▸ **Arahan Tugas**
Lanjutkan berita tentang desakan Said Iqbal agar Permenaker soal pengupahan adil bagi buruh, mulai dari bagian sesudah kalimat terakhir yang tertera.

▸ **Teks Bacaan**

Menuju konten utama

Said Iqbal: Permenaker soal Pengupahan Harus Adil bagi Buruh

Pemerintah dinilai wajib mematuhi keputusan MK soal pencabutan 21 norma hukum, termasuk ketentuan pengupahan. 

Said Iqbal: Permenaker soal Pengupahan Harus Adil bagi Buruh
Presiden Partai Buruh Said Iqbal menyampaikan pidatonya dalam peringatan Tiga Tahun Kebangkitan Klas Buruh di Istora, kompleks Gelora Bung Karno, Senayan, Jakarta, Rabu (18/9/2024). Partai Buruh menyatakan dukungan kepada presiden terpilih untuk masa bakti 2024-2029 Prabowo Subianto. ANTARA FOTO/Aditya Pradana Putra/Spt.

▸ **Data Tersaji**
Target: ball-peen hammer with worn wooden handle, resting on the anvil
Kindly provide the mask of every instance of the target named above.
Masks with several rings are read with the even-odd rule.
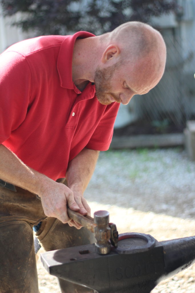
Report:
[[[96,253],[107,254],[111,250],[111,244],[114,247],[118,245],[118,231],[116,225],[109,223],[109,212],[100,210],[94,213],[94,218],[82,216],[81,214],[67,207],[68,216],[75,222],[81,224],[89,231],[94,233],[97,240],[95,243]]]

▸ **Jawaban Tertulis**
tirto.id - Partai Buruh dan Konfederasi Serikat Pekerja Indonesia (KSPI) yang dipimpin oleh Said Iqbal menyampaikan sikap resmi terkait rencana pemerintah dalam penyusunan Peraturan Menteri Ketenagakerjaan (Permenaker) tentang pengupahan. Said Iqbal menegaskan pemerintah perlu memastikan kebijakan pengupahan selaras dengan putusan Mahkamah Konstitusi (MK) dan tetap mengedepankan keadilan bagi para buruh.

“Permenaker tentang upah minimum ini dalam tahap penyusunan, namun sayangnya ada indikasi kuat bahwa proses tersebut belum sepenuhnya sesuai dengan keputusan Mahkamah Konstitusi yang telah mencabut pasal-pasal terkait pengupahan dalam Omnibus Law atau UU Cipta Kerja,” ujar Said Iqbal dalam keterangan tertulis, dikutip Selasa (5/11/2024).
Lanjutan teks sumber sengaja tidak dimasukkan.